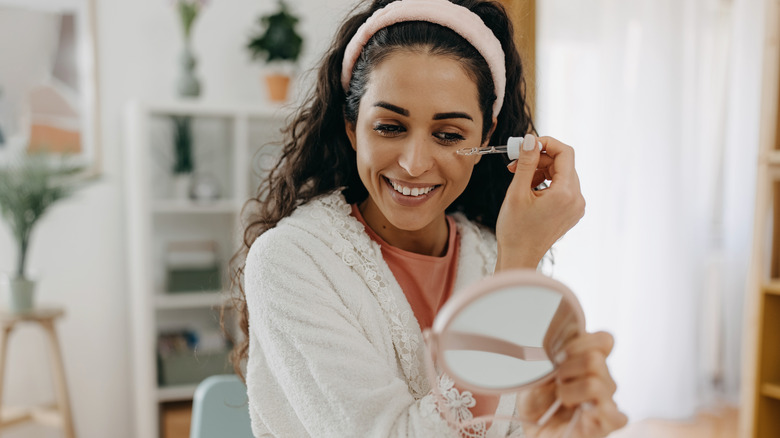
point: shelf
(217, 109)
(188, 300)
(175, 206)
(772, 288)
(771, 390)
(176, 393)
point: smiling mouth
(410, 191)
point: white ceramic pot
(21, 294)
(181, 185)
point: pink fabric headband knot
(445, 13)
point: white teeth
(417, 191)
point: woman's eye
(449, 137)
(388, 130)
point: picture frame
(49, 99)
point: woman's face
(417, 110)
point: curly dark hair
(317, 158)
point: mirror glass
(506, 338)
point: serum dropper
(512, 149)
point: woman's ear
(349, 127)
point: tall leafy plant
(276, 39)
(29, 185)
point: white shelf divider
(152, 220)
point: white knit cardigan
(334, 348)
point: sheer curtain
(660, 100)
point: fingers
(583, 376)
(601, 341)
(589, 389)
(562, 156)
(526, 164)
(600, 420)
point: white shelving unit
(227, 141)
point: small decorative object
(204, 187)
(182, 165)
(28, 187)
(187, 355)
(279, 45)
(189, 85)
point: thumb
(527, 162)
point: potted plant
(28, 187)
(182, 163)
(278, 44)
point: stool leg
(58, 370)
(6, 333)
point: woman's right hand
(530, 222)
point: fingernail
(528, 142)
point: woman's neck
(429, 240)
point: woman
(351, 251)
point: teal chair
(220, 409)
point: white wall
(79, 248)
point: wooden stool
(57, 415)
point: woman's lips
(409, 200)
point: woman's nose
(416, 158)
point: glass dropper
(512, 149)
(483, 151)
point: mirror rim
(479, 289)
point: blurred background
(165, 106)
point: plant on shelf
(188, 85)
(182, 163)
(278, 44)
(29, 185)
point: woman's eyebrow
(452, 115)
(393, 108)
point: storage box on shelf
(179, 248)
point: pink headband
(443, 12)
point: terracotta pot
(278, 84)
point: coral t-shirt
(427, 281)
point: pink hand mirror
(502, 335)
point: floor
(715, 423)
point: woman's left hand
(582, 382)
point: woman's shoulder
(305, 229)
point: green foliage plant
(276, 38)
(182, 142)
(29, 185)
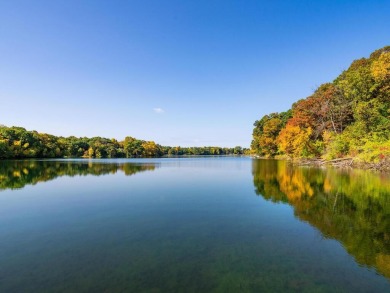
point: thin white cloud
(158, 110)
· · · · ·
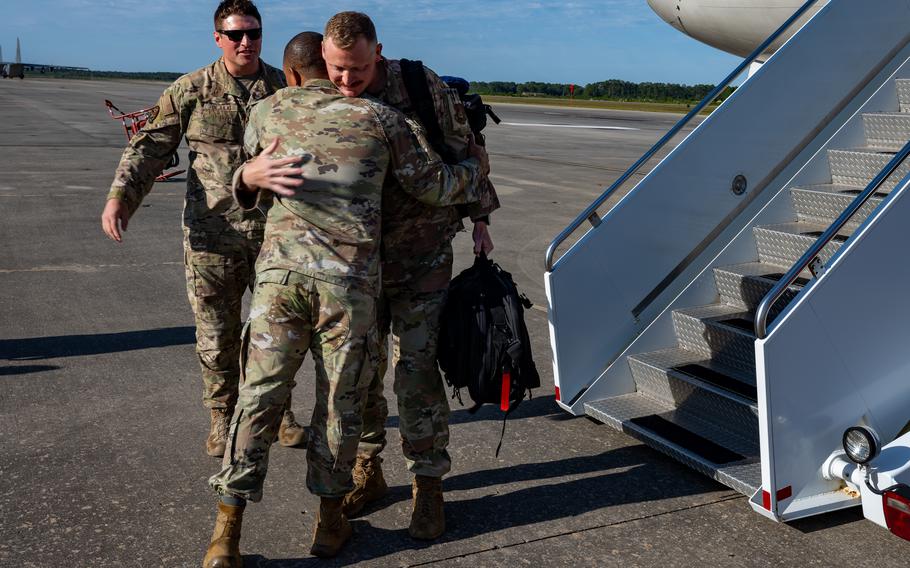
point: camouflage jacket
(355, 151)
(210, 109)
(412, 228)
· · · · ·
To be done:
Select every line of the items above that contains the string "mirror", matching case exactly.

Solution for this exercise:
point: mirror glass
point: mirror rim
point: pink hand mirror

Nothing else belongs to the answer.